## YOUR OBJECTIVE
Tell me how many lines of the entries below include the string "item", and give only the number.

[[ DATA LISTING open ]]

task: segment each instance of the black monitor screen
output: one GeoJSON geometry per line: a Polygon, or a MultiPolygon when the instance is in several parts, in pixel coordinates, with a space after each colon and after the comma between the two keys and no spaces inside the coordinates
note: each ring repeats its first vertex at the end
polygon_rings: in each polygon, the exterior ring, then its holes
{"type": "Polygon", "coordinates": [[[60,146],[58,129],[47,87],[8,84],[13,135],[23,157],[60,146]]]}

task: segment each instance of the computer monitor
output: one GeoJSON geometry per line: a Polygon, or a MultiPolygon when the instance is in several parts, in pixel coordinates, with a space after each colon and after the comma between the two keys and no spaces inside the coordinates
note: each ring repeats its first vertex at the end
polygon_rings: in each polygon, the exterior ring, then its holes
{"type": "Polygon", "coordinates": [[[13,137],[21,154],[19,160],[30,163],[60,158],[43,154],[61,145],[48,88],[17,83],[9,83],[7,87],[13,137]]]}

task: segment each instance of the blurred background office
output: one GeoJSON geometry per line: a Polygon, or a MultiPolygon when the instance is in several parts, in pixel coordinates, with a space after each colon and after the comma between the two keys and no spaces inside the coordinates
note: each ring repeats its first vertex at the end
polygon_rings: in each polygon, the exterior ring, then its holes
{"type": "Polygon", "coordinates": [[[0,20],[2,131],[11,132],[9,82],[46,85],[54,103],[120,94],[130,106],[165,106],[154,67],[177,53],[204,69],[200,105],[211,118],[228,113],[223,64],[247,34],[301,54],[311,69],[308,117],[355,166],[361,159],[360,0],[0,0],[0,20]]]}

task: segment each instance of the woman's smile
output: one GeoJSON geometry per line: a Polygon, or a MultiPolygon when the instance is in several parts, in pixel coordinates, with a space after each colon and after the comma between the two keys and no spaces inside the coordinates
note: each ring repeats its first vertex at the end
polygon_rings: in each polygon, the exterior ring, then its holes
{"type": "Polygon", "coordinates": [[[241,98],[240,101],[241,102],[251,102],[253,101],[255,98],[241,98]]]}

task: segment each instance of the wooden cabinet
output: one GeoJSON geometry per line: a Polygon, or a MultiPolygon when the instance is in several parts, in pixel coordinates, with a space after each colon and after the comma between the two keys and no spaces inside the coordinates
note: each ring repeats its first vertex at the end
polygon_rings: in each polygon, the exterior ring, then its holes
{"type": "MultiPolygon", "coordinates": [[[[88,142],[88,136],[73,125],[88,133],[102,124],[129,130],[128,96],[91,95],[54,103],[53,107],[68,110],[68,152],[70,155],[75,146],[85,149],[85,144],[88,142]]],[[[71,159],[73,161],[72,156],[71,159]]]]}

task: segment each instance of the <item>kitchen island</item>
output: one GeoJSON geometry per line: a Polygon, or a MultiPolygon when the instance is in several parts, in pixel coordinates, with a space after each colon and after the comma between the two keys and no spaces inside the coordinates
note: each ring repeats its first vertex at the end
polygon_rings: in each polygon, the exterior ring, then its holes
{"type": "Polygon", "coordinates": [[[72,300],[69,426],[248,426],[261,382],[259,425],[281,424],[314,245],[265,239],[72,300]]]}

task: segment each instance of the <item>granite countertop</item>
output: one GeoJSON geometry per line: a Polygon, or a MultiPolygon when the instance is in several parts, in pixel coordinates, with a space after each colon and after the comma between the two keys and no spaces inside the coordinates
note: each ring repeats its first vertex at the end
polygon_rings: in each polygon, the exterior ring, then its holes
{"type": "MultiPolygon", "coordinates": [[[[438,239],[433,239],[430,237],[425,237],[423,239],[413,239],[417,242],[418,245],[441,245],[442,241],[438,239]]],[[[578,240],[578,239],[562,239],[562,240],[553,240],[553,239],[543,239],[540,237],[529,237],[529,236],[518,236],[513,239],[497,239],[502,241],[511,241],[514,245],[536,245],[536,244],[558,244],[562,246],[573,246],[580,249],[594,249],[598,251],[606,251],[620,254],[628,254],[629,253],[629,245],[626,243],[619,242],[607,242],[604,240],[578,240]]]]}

[[ DATA LISTING closed ]]
[[ DATA LISTING open ]]

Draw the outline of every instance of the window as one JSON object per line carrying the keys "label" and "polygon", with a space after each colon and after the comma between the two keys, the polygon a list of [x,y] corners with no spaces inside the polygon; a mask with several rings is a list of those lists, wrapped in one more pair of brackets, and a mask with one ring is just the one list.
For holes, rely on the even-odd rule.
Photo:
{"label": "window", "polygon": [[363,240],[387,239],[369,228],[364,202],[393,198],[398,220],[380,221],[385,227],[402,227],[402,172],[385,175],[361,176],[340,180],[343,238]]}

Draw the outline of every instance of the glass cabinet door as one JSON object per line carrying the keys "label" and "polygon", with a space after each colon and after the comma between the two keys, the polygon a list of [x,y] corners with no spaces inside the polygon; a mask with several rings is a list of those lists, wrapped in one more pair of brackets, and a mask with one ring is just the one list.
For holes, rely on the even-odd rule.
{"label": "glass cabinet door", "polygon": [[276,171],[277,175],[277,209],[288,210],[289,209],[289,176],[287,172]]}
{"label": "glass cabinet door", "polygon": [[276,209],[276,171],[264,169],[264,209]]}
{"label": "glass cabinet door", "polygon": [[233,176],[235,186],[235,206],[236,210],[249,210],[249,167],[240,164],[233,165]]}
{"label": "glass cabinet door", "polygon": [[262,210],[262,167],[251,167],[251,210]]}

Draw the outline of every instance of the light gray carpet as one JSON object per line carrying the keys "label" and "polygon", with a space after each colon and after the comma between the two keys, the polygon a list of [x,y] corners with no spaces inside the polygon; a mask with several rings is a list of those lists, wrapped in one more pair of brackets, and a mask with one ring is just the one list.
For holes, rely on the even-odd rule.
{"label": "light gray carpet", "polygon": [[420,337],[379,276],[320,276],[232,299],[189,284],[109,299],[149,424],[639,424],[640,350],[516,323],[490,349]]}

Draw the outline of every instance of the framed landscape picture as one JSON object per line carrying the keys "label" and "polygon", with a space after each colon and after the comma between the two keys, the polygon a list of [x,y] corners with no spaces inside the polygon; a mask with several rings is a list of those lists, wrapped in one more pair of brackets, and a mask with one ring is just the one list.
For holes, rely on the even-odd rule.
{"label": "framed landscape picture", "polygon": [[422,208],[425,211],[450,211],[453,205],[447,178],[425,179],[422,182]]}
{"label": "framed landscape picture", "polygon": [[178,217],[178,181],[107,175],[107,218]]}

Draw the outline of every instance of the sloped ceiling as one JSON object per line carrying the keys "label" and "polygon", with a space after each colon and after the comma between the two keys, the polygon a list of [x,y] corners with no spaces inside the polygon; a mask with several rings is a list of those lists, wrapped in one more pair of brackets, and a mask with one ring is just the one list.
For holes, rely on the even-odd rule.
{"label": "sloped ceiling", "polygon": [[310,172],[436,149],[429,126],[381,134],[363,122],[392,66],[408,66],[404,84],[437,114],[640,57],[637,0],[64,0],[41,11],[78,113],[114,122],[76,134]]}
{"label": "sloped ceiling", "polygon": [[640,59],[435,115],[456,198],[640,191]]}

[[ DATA LISTING closed ]]

## EXERCISE RESPONSE
2